Introduction

The neuroimaging markers of cerebral small vessel disease (CSVD) include white matter hyperintensities (WMH), lacunes, enlarged perivascular spaces (EPVS) and cerebral microbleeds (CMBs) [1]. As a subtype of ischemic stroke, CSVD is responsible for about a fifth of stroke incidence. Coexistence of CSVD usually deteriorate stroke outcomes of other subtypes [2, 3]. CSVD is a major cause of cognitive decline and dementia in elderly, second only to Alzheimer disease [4]. But the etiology of CSVD has been far from being determined to date.

CSVD has been associated with markers of inflammation. Previous studies associated WMH and EPVS with vascular inflammation and endothelial dysfunction in stroke patients [5,6,7]. A cross-sectional study showed that infectious burden consisting of multiple common pathogens was associated with CMBs [8]. On the other hand, some studies failed to associate lacunes or their markers with systemic inflammation [9, 10]. Recent studies indicated that chronic gastritis, especially that caused by HP infection, were related to ischemic stroke [11,12,13]. HP can lead to gastric mucosal injury and other gastric diseases, both of which may enhance systemic inflammatory reaction, and, therefore, increase the risk of stroke [13]. On the other hand, HP infection may likely influence gastric physiology and absorption of micronutrients such as folate and vitamin B12. Deficiency of folate and vitamin B12 may increase serum homocysteine level and causes vascular damage [14].

DIRECTIONS →
List the neuroimaging markers of cerebral small vessel disease named in the introduction. Please rely on the introduction alone.

EXTRACTED INFORMATION →

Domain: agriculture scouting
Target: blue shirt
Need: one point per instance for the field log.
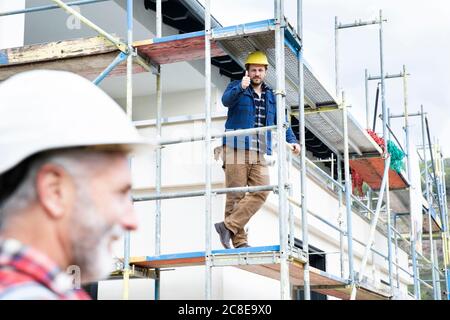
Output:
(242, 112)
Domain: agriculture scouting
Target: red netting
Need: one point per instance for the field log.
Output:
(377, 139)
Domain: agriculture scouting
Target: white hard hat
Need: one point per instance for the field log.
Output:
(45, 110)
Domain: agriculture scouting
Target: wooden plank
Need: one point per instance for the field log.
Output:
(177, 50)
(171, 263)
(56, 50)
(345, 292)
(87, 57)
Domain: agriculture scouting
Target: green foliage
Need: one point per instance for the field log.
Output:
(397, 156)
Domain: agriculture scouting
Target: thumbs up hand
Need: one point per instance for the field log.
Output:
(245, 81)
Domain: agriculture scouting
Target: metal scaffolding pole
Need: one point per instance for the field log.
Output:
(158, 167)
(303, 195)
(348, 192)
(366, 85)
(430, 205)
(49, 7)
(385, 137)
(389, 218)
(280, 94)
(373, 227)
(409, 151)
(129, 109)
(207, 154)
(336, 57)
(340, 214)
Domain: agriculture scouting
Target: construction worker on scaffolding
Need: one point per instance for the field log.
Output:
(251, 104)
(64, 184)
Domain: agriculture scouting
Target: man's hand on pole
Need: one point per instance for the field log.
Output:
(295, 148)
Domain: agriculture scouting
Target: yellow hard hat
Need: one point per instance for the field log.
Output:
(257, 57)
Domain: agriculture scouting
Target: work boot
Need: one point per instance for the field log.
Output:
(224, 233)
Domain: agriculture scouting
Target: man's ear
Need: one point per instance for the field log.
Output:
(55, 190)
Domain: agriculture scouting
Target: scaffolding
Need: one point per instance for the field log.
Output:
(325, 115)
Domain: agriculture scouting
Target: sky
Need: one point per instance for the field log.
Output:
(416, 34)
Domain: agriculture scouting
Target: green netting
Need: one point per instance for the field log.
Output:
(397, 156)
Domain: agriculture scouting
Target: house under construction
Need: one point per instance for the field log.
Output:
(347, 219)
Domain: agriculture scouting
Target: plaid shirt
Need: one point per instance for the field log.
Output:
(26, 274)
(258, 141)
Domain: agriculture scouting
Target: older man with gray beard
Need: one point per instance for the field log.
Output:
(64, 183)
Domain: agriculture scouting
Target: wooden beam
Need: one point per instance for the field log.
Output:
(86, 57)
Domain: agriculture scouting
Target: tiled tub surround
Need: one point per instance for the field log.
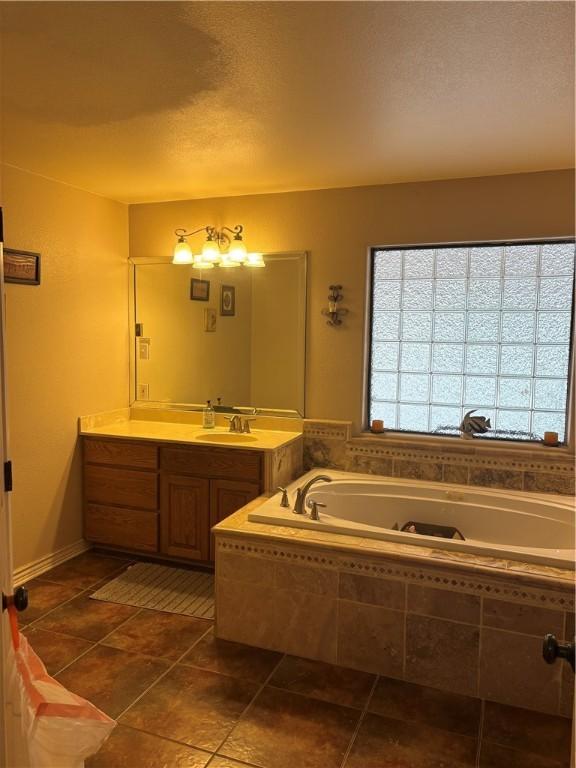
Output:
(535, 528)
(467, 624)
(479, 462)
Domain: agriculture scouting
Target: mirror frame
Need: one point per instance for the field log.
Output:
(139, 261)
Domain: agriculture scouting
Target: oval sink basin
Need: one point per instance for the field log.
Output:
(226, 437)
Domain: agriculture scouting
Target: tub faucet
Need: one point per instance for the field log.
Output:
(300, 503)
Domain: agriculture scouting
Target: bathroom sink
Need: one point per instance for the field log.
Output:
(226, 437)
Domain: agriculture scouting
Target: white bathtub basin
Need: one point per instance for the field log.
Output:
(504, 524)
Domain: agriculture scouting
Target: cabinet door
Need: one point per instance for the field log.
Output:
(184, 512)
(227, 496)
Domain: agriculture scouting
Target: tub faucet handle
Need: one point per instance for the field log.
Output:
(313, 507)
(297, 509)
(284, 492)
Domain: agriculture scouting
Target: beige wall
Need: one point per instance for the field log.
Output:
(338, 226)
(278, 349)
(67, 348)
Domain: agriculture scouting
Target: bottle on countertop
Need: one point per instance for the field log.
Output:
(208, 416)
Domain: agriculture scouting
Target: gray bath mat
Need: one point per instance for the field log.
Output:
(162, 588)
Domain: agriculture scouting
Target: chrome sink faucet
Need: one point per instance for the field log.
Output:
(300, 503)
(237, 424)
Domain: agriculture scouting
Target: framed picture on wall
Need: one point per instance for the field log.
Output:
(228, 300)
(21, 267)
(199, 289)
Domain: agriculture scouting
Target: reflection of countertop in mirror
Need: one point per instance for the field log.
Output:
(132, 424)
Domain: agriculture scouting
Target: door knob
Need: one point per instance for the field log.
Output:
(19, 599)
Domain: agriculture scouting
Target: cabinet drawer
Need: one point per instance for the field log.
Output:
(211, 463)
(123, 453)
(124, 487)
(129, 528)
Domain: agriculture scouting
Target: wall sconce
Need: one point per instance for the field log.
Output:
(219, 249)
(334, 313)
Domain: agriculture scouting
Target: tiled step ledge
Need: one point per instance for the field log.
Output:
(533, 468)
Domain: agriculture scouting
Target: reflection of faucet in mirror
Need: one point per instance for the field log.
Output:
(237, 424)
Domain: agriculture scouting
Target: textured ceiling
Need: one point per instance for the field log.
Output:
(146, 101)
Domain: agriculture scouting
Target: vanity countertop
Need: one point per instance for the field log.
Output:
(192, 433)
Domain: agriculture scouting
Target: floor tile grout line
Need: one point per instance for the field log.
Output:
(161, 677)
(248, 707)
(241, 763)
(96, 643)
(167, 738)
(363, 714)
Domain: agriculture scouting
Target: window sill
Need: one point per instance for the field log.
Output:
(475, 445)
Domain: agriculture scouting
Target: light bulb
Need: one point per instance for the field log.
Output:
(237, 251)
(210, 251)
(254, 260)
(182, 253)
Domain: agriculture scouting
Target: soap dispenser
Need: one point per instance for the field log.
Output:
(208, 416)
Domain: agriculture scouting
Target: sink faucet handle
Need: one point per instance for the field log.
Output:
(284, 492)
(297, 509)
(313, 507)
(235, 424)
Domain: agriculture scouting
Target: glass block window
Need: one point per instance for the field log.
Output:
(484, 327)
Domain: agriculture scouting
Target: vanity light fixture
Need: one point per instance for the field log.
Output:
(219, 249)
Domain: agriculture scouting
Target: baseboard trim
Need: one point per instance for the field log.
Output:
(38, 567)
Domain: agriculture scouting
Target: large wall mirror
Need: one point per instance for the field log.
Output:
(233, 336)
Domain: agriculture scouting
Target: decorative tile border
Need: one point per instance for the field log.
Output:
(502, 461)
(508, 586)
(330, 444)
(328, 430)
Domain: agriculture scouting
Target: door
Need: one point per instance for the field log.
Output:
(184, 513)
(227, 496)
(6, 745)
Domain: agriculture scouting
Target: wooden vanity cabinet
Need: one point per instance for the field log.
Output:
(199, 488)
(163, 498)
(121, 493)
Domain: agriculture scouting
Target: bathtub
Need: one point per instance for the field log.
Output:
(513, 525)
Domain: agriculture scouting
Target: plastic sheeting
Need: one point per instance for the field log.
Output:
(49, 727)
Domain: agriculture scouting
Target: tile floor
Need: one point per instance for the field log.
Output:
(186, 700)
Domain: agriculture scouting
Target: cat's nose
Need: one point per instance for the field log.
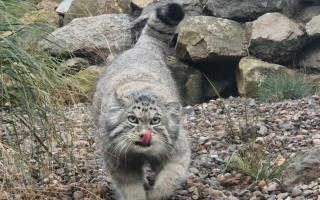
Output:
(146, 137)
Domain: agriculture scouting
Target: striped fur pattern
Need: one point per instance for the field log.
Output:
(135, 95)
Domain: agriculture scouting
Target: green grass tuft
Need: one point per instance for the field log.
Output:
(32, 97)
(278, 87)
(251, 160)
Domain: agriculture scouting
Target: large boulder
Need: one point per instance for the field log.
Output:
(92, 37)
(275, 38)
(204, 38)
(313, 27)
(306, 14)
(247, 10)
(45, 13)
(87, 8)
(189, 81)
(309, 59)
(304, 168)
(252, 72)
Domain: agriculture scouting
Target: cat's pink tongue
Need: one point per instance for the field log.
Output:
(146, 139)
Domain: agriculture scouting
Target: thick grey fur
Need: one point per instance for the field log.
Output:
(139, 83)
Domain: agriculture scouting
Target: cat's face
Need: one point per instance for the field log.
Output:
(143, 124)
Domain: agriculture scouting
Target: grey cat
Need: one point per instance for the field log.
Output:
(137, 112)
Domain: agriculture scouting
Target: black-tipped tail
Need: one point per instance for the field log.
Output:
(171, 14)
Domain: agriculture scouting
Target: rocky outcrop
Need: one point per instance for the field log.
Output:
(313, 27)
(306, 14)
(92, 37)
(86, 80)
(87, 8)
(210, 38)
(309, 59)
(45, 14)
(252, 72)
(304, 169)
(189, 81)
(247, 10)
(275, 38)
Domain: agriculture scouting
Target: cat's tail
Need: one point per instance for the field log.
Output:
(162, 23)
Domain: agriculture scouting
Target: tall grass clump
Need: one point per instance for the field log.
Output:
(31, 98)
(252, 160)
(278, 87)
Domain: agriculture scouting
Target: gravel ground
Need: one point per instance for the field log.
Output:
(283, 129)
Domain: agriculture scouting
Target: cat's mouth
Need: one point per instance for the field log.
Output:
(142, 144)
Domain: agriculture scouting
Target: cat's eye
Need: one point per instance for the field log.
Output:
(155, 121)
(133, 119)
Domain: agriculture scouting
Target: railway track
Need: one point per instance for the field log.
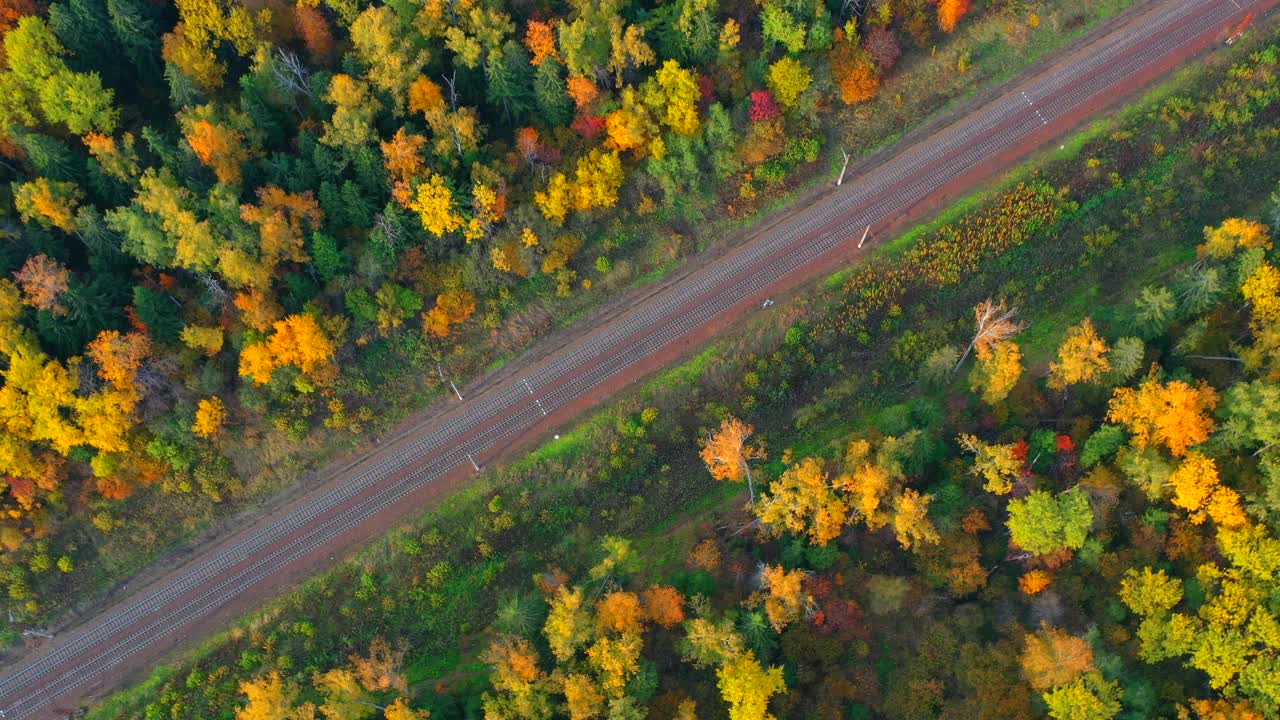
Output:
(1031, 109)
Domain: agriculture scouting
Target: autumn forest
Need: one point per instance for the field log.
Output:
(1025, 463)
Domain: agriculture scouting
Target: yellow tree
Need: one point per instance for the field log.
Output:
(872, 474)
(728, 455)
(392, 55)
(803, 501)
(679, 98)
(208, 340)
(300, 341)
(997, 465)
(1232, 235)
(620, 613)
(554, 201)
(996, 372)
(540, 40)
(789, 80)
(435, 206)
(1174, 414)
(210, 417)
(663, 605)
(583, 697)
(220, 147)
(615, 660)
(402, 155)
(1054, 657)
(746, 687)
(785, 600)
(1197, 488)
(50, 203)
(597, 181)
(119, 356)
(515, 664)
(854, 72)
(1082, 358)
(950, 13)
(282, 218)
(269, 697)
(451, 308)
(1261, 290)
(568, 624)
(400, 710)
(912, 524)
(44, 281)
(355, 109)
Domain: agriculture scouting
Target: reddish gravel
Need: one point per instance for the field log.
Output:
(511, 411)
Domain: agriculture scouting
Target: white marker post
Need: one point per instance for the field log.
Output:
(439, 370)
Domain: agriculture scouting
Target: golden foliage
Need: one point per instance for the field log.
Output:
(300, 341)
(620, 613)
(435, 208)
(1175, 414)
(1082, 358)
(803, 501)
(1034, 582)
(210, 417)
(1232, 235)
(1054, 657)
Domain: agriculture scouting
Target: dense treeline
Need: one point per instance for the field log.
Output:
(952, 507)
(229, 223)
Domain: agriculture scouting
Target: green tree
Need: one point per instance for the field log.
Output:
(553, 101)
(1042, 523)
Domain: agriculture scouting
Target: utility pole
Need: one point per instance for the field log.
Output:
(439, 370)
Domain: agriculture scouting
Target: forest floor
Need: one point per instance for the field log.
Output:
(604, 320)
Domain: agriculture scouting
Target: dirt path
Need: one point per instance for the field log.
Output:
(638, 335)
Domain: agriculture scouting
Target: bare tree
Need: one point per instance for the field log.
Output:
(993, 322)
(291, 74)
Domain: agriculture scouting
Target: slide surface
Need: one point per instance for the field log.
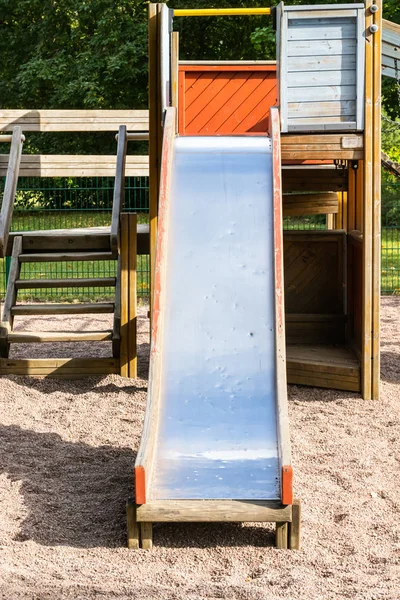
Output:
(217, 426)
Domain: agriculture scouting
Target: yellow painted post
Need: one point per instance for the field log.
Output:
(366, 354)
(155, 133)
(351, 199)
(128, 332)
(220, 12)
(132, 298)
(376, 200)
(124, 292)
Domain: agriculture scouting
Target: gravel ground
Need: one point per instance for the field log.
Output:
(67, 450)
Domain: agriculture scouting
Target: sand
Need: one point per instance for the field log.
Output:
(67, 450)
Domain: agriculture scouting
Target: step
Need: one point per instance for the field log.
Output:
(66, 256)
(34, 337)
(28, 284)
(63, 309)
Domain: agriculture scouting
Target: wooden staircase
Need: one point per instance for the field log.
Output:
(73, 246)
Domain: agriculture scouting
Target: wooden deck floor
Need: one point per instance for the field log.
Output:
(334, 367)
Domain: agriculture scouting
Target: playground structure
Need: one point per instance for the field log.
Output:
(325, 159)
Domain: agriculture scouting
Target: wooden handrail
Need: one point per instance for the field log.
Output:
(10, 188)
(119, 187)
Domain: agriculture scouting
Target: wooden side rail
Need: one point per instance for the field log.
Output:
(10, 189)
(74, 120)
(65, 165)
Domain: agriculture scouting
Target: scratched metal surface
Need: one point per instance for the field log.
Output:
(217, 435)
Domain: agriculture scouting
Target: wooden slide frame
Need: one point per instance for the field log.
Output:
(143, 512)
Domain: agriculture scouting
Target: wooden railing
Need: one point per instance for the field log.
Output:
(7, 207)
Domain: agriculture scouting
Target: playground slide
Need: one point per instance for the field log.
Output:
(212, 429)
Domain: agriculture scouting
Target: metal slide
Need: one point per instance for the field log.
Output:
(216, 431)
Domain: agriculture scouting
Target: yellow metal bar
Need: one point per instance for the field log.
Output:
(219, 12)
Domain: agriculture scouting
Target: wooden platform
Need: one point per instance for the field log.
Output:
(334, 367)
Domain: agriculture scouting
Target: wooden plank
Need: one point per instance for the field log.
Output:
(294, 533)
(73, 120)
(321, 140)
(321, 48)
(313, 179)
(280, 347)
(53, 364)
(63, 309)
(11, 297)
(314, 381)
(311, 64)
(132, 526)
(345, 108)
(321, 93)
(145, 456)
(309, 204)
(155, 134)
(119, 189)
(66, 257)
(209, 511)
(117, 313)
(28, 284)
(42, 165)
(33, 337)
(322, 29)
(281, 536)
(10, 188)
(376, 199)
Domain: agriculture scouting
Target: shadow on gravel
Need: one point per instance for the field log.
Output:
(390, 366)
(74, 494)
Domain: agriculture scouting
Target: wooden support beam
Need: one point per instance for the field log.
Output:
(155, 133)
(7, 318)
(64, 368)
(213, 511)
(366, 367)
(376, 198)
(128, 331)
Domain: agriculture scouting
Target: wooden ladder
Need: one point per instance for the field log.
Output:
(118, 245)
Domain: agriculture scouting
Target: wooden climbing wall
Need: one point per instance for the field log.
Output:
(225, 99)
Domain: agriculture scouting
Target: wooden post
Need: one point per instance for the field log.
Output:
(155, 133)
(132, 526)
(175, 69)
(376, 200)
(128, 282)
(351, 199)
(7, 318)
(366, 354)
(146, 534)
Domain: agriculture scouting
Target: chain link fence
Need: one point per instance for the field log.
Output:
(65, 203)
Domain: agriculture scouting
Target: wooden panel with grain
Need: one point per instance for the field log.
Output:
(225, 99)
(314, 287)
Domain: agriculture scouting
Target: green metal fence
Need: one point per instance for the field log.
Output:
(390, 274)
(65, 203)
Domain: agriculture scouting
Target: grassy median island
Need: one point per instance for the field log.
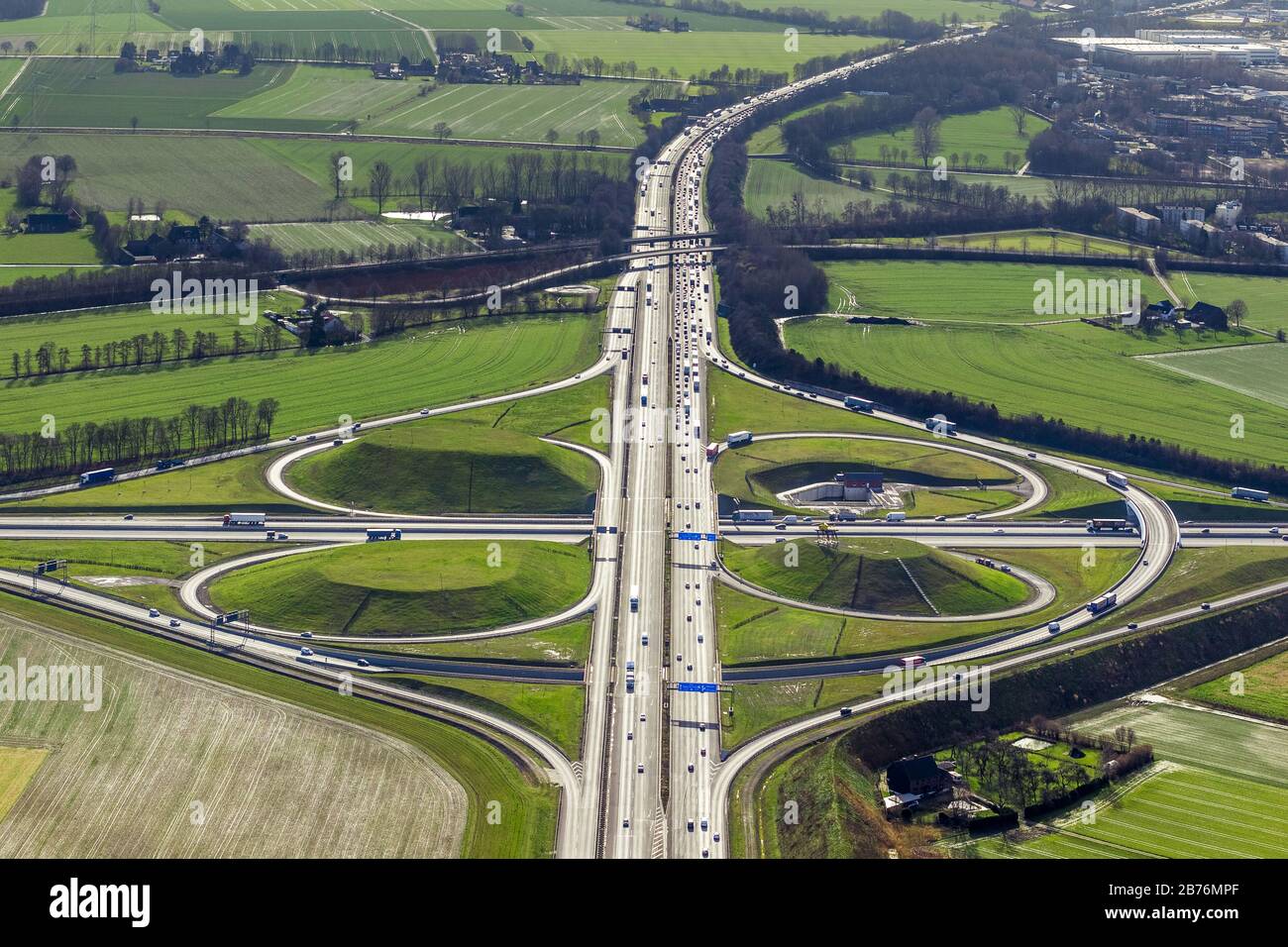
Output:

ANSWER →
- White matter hyperintensities (WMH)
- Lacunes
- Enlarged perivascular spaces (EPVS)
- Cerebral microbleeds (CMBs)